What you are asked to do:
Every entry below has to appear again in your reply, word for word, but no picture may.
Start of Available data
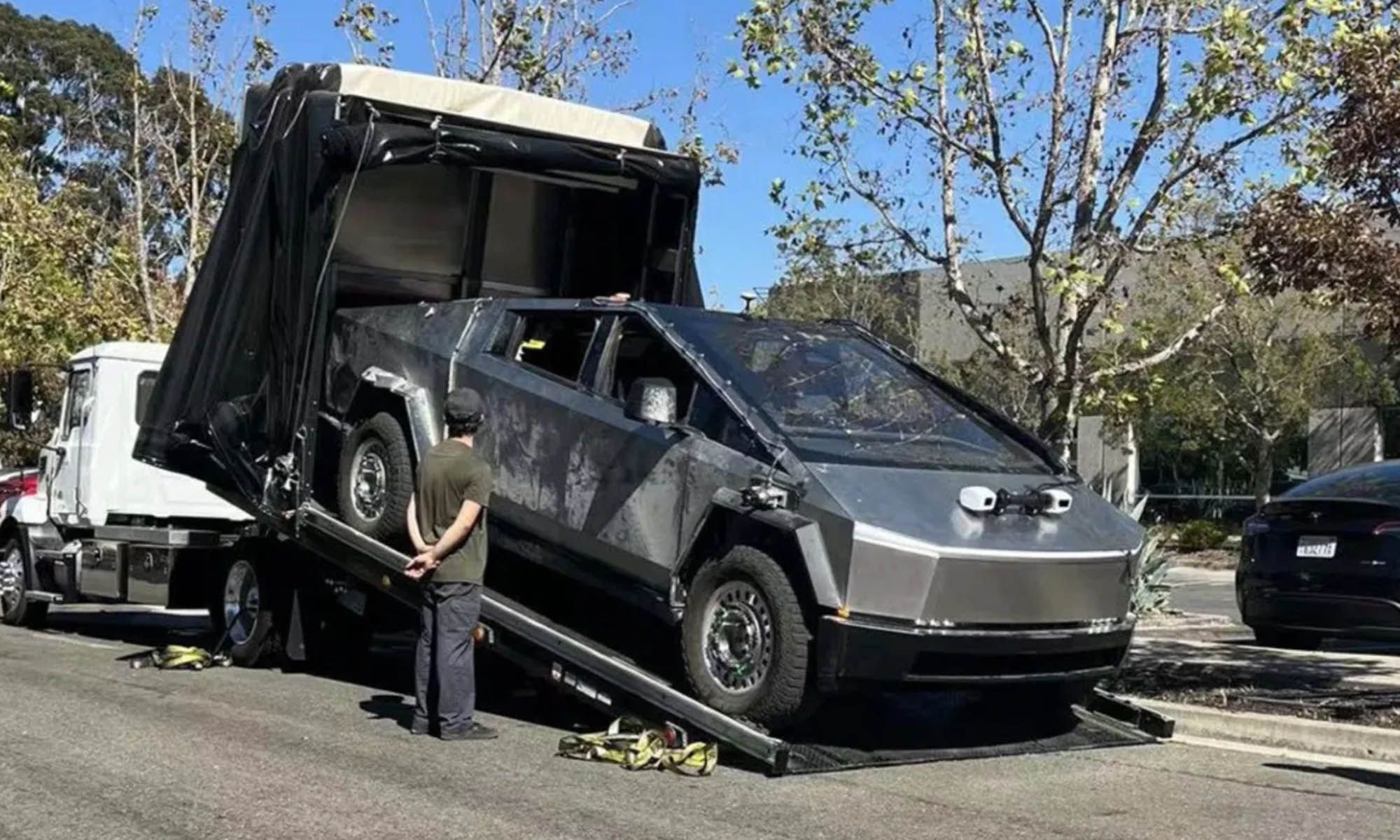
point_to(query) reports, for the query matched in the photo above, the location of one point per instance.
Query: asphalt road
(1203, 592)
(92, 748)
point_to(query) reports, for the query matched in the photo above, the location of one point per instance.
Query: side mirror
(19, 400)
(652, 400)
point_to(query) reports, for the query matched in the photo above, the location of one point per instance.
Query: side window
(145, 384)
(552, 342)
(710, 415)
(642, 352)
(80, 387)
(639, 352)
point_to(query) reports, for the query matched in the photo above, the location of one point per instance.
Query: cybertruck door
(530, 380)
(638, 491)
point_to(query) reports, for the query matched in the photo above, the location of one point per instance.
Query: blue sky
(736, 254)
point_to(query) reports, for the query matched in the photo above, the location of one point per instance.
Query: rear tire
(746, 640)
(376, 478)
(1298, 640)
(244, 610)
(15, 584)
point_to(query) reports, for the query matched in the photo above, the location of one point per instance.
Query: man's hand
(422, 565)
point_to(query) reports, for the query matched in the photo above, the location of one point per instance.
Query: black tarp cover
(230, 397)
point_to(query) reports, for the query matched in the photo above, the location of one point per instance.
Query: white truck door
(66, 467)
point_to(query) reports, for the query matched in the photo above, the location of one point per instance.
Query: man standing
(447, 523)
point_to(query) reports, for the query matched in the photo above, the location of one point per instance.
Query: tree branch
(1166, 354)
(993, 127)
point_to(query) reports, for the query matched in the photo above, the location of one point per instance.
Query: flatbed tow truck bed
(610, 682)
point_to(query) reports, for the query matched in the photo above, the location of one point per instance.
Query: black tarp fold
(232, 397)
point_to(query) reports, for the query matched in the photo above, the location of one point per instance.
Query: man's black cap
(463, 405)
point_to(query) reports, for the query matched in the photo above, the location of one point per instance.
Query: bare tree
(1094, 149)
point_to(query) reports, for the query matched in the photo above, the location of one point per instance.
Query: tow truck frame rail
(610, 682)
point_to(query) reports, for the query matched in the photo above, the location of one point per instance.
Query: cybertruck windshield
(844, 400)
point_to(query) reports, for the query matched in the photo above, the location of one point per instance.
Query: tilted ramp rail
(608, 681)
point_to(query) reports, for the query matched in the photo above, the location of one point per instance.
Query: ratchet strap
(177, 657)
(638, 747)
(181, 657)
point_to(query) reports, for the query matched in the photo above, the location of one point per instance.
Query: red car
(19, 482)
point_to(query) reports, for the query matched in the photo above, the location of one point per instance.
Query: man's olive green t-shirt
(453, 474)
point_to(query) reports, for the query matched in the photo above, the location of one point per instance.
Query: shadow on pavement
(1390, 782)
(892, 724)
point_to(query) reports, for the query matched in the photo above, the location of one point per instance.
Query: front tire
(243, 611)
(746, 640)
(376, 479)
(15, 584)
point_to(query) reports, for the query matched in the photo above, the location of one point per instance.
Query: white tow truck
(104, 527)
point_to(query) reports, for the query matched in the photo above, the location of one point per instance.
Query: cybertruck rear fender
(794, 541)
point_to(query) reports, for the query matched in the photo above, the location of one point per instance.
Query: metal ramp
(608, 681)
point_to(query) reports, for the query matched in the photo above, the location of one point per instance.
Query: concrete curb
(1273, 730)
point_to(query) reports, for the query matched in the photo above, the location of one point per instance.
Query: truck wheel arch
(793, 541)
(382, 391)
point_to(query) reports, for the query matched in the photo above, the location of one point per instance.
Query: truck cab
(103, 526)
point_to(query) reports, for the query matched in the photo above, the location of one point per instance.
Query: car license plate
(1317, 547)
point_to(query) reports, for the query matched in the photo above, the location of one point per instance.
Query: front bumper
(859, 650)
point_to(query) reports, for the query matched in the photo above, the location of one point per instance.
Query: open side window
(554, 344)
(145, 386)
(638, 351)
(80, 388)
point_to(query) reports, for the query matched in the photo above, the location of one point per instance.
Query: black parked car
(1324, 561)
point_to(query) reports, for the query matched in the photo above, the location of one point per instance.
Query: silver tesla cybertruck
End of Available data
Task output:
point_to(query) reports, for the query matched in the photo above, the location of one point per instance.
Query: asphalt road
(1203, 592)
(92, 748)
point_to(query) reports, for the query matched in the photo above, the location of one point per instance.
Query: side mirror
(19, 400)
(652, 400)
point_to(query) reports, for the query matched in the photo above, the location of one point per instance.
Query: side window
(145, 384)
(552, 342)
(710, 415)
(642, 352)
(80, 387)
(639, 352)
point_to(query) reports, for the query matched in the photo above, the location of one point per instance.
Query: cybertruck door
(530, 380)
(638, 491)
point_to(query) reports, for the query matched in the photo above, the location of one point per instance.
Query: blue sky
(736, 254)
point_to(query) reports, for the query matched in the photo above, the location of one point per instance.
Query: rear tire
(746, 640)
(376, 478)
(1298, 640)
(244, 610)
(15, 584)
point_to(query) reports, for the query matched in the photo above, the location of one point per instance.
Query: man's hand
(422, 565)
point_to(query) reports, for the query matched in the photo above, the location of one point per instance.
Query: black tarp cover
(230, 397)
point_to(query) reports, for the query matched in the photo above, the location of one point per instance.
Query: white truck door
(66, 467)
point_to(query) reports, for the query matched in the photo above, the location of one point per instance.
Query: man standing
(447, 523)
point_to(query) reports, for the query matched in the photo above, the location of one point per instance.
Query: tree branch
(1166, 354)
(993, 127)
point_to(query) reports, for the query matched in the photo above, the location of one point per instance.
Query: flatbed tow truck bed
(610, 682)
point_to(query) reports, for the query matched in the photo above, the location of one point per instance.
Query: black tarp fold
(232, 397)
point_to(query) reports, for the query matched in the photo above, the location of one point per instance.
Query: man's black cap
(463, 405)
point_to(query) reports, for the query matched in the photo above, the location of one point per instance.
Query: bare tree
(1094, 149)
point_to(query) reports, for the query matched in the photo above, the location of one point per instance.
Query: tow truck frame rail
(610, 682)
point_to(query) reports, for the query matched in the photo above, the location of one point per instance.
Query: cybertruck windshield
(844, 400)
point_to(query) reports, for the query matched in the photo above, the location of one point per instance.
Query: tilted ramp rail
(608, 681)
point_to(query) reports, for the query matched in the photo above, the location of one point per instance.
Query: ratchet strap
(177, 657)
(638, 747)
(181, 657)
point_to(query) reports, for the query matched in the photo above, the location of one point per instance.
Query: red car
(19, 482)
point_to(query) reports, for the query matched in the photo above, the location of one point per instance.
Query: man's olive green t-shirt
(453, 474)
point_to(query) reports, for the query matched in the photo above, the location of one point per instance.
Query: shadow on pavement
(1390, 782)
(892, 724)
point_to(query) reports, for the query matched in the photo above, the location of one point per instance.
Query: front tire
(243, 611)
(746, 640)
(376, 479)
(15, 584)
point_to(query) reports, for the query matched in the photo above, the location of one point per instance.
Query: white tow truck
(104, 527)
point_to(query) reports, for the query matched in the photo above, the location of one point per instance.
Query: cybertruck rear fender
(794, 541)
point_to(query) reports, for the query matched in the photo above, the location of one point per instance.
Query: metal ramp
(608, 681)
point_to(query) reports, for the query matched in the photo above, the location of one point per instance.
Query: concrete curb
(1273, 730)
point_to(query) reports, for the query matched in the photo above, the location of one point per instance.
Query: truck wheel arch
(793, 541)
(382, 391)
point_to(query) reports, for the query matched in the photo above, the location of one point per instance.
Query: truck cab
(103, 526)
point_to(query) reports, for the query matched in the photo above, the location of one point per instance.
Query: car license plate
(1317, 547)
point_to(query) reports, for the query matched in the photo above, the location of one point per instance.
Query: front bumper
(859, 650)
point_to(query) reports, for the query matched in the photo above, the location of one point per instance.
Query: open side window
(554, 344)
(145, 386)
(638, 351)
(80, 388)
point_to(query) reports, for the query matched in the photo above, the location of one point per instance.
Query: black parked car
(1324, 561)
point_to(query) reports, for the query matched in the photo above, the location of one point per instance.
Query: silver tesla cybertruck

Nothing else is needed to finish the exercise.